** START **

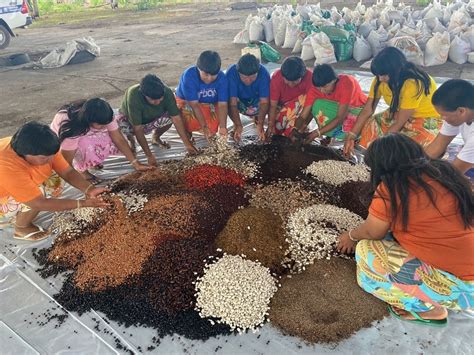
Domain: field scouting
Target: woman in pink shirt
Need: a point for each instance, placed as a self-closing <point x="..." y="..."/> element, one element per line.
<point x="88" y="134"/>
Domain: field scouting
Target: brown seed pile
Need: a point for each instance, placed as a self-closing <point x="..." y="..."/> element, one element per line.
<point x="258" y="234"/>
<point x="324" y="303"/>
<point x="282" y="197"/>
<point x="173" y="269"/>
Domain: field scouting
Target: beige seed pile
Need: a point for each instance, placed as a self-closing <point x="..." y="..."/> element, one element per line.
<point x="236" y="291"/>
<point x="71" y="223"/>
<point x="313" y="233"/>
<point x="336" y="173"/>
<point x="133" y="200"/>
<point x="221" y="153"/>
<point x="282" y="197"/>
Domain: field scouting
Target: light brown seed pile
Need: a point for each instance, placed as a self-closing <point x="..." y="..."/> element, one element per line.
<point x="336" y="173"/>
<point x="257" y="233"/>
<point x="324" y="303"/>
<point x="313" y="233"/>
<point x="282" y="197"/>
<point x="235" y="291"/>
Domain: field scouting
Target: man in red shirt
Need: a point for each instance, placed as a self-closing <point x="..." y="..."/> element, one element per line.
<point x="334" y="101"/>
<point x="288" y="88"/>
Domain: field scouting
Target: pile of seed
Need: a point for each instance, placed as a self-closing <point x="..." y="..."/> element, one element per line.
<point x="133" y="200"/>
<point x="313" y="233"/>
<point x="235" y="291"/>
<point x="204" y="176"/>
<point x="70" y="224"/>
<point x="258" y="234"/>
<point x="338" y="172"/>
<point x="283" y="197"/>
<point x="221" y="153"/>
<point x="324" y="303"/>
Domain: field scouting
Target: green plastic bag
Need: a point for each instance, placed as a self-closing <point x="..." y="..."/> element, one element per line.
<point x="269" y="53"/>
<point x="342" y="40"/>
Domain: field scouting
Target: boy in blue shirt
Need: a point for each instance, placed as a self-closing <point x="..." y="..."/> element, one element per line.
<point x="202" y="96"/>
<point x="249" y="92"/>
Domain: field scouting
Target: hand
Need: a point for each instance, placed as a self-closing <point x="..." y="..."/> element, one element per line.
<point x="94" y="202"/>
<point x="270" y="132"/>
<point x="141" y="167"/>
<point x="312" y="136"/>
<point x="348" y="149"/>
<point x="345" y="245"/>
<point x="152" y="160"/>
<point x="207" y="133"/>
<point x="238" y="132"/>
<point x="96" y="191"/>
<point x="223" y="131"/>
<point x="261" y="133"/>
<point x="192" y="150"/>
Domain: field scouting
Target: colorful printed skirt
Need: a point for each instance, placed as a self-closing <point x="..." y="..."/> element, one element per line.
<point x="93" y="148"/>
<point x="421" y="130"/>
<point x="390" y="273"/>
<point x="191" y="123"/>
<point x="248" y="107"/>
<point x="286" y="118"/>
<point x="127" y="128"/>
<point x="9" y="207"/>
<point x="325" y="111"/>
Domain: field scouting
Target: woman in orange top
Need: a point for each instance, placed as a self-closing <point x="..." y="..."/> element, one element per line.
<point x="27" y="161"/>
<point x="425" y="265"/>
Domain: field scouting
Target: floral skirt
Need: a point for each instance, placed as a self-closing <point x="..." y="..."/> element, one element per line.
<point x="286" y="118"/>
<point x="191" y="123"/>
<point x="127" y="128"/>
<point x="325" y="111"/>
<point x="9" y="207"/>
<point x="421" y="130"/>
<point x="390" y="273"/>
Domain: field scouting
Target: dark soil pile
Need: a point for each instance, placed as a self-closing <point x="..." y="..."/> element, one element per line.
<point x="324" y="303"/>
<point x="257" y="233"/>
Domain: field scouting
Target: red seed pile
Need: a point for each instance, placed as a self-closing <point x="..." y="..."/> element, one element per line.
<point x="204" y="176"/>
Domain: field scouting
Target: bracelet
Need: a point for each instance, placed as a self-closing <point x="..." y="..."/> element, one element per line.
<point x="88" y="188"/>
<point x="350" y="237"/>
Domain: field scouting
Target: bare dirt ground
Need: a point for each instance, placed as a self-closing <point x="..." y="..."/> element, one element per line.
<point x="163" y="41"/>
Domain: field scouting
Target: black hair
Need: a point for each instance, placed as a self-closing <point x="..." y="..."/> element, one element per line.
<point x="401" y="165"/>
<point x="34" y="138"/>
<point x="81" y="114"/>
<point x="293" y="68"/>
<point x="453" y="94"/>
<point x="209" y="62"/>
<point x="248" y="64"/>
<point x="152" y="86"/>
<point x="392" y="62"/>
<point x="323" y="74"/>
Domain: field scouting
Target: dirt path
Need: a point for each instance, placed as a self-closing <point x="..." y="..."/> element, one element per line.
<point x="163" y="41"/>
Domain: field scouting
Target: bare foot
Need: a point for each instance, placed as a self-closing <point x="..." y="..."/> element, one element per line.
<point x="436" y="313"/>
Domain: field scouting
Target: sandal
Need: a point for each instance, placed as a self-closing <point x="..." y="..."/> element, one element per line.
<point x="31" y="236"/>
<point x="418" y="319"/>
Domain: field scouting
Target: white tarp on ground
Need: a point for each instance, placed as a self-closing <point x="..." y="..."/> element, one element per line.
<point x="26" y="300"/>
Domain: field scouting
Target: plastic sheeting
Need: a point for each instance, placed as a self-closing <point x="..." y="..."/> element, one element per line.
<point x="30" y="318"/>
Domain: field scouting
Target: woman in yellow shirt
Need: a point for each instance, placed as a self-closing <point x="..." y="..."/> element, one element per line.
<point x="408" y="90"/>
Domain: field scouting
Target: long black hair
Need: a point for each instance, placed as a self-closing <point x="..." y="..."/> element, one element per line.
<point x="401" y="164"/>
<point x="392" y="62"/>
<point x="81" y="114"/>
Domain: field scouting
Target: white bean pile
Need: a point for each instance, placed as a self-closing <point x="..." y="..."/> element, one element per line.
<point x="236" y="291"/>
<point x="337" y="173"/>
<point x="313" y="233"/>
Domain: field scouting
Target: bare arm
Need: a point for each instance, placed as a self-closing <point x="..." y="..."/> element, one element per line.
<point x="179" y="125"/>
<point x="439" y="145"/>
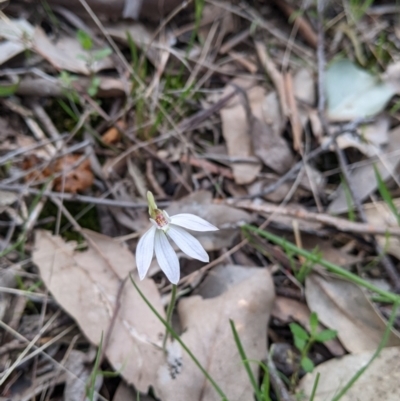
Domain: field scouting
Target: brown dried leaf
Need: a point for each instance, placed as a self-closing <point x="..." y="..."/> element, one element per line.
<point x="86" y="284"/>
<point x="380" y="215"/>
<point x="363" y="178"/>
<point x="288" y="310"/>
<point x="343" y="306"/>
<point x="112" y="135"/>
<point x="379" y="382"/>
<point x="208" y="335"/>
<point x="226" y="218"/>
<point x="67" y="54"/>
<point x="77" y="176"/>
<point x="237" y="134"/>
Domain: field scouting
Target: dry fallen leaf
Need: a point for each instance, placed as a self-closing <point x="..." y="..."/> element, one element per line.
<point x="76" y="382"/>
<point x="17" y="34"/>
<point x="379" y="382"/>
<point x="207" y="333"/>
<point x="77" y="175"/>
<point x="226" y="218"/>
<point x="87" y="283"/>
<point x="289" y="310"/>
<point x="112" y="135"/>
<point x="237" y="134"/>
<point x="343" y="306"/>
<point x="272" y="149"/>
<point x="380" y="215"/>
<point x="67" y="54"/>
<point x="363" y="178"/>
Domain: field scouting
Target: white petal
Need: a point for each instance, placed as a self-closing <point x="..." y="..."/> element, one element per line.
<point x="166" y="257"/>
<point x="144" y="252"/>
<point x="192" y="222"/>
<point x="187" y="243"/>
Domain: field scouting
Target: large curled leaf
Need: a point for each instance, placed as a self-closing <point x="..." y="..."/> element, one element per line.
<point x="379" y="382"/>
<point x="354" y="93"/>
<point x="207" y="333"/>
<point x="87" y="284"/>
<point x="343" y="306"/>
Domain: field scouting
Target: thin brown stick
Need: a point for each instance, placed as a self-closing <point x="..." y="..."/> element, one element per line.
<point x="331" y="221"/>
<point x="386" y="262"/>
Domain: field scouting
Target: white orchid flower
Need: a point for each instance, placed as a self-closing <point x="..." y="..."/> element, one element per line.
<point x="156" y="240"/>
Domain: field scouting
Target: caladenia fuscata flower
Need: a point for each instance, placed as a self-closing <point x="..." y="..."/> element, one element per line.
<point x="156" y="241"/>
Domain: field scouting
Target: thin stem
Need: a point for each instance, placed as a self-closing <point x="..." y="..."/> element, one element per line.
<point x="170" y="310"/>
<point x="331" y="267"/>
<point x="382" y="344"/>
<point x="182" y="344"/>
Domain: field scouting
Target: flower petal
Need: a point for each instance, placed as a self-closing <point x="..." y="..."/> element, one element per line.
<point x="166" y="257"/>
<point x="144" y="252"/>
<point x="187" y="243"/>
<point x="192" y="222"/>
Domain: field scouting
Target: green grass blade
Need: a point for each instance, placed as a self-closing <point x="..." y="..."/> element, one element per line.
<point x="383" y="190"/>
<point x="183" y="345"/>
<point x="331" y="267"/>
<point x="245" y="361"/>
<point x="314" y="390"/>
<point x="374" y="356"/>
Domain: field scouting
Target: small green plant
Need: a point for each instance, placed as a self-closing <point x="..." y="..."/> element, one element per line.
<point x="303" y="341"/>
<point x="384" y="192"/>
<point x="306" y="267"/>
<point x="91" y="57"/>
<point x="358" y="8"/>
<point x="261" y="392"/>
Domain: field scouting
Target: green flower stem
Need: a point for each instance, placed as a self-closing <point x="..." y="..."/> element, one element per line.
<point x="331" y="267"/>
<point x="170" y="310"/>
<point x="182" y="344"/>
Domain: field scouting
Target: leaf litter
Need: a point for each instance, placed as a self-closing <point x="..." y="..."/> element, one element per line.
<point x="217" y="110"/>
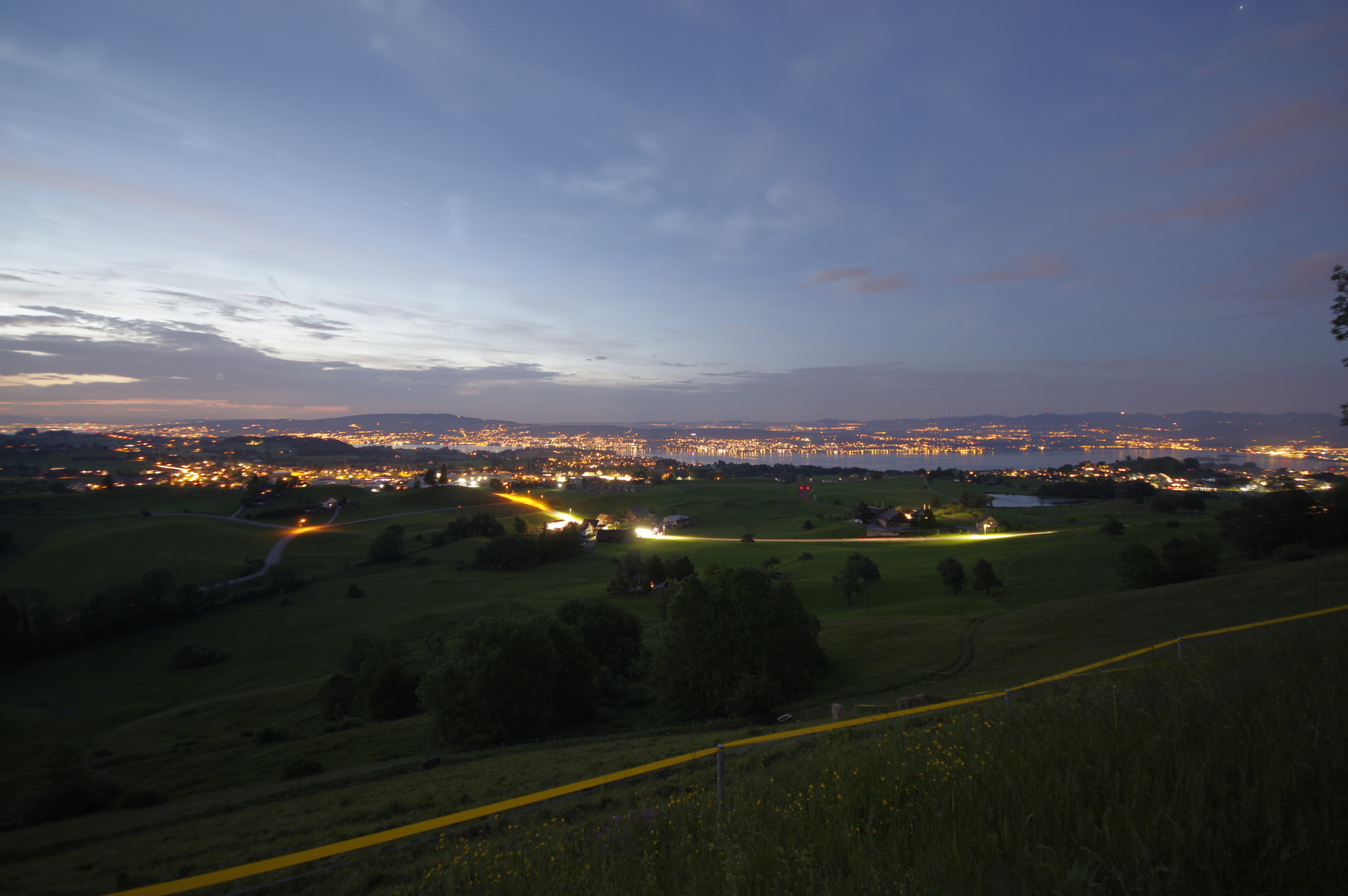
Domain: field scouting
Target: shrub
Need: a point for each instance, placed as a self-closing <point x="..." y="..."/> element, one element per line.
<point x="729" y="623"/>
<point x="754" y="694"/>
<point x="195" y="657"/>
<point x="299" y="768"/>
<point x="387" y="546"/>
<point x="509" y="553"/>
<point x="1293" y="553"/>
<point x="509" y="678"/>
<point x="142" y="798"/>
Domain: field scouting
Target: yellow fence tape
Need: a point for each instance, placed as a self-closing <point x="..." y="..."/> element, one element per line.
<point x="519" y="802"/>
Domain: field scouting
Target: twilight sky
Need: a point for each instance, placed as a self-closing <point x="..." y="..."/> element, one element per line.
<point x="669" y="209"/>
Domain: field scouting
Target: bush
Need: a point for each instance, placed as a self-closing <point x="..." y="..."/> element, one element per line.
<point x="299" y="768"/>
<point x="195" y="657"/>
<point x="724" y="626"/>
<point x="510" y="678"/>
<point x="609" y="634"/>
<point x="754" y="694"/>
<point x="392" y="693"/>
<point x="269" y="736"/>
<point x="387" y="546"/>
<point x="509" y="553"/>
<point x="142" y="798"/>
<point x="1293" y="553"/>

** END **

■ THE TASK ■
How many lines in the data above contain the string "pile"? Case matters. Reply with the number alone.

■ THE RESULT ■
7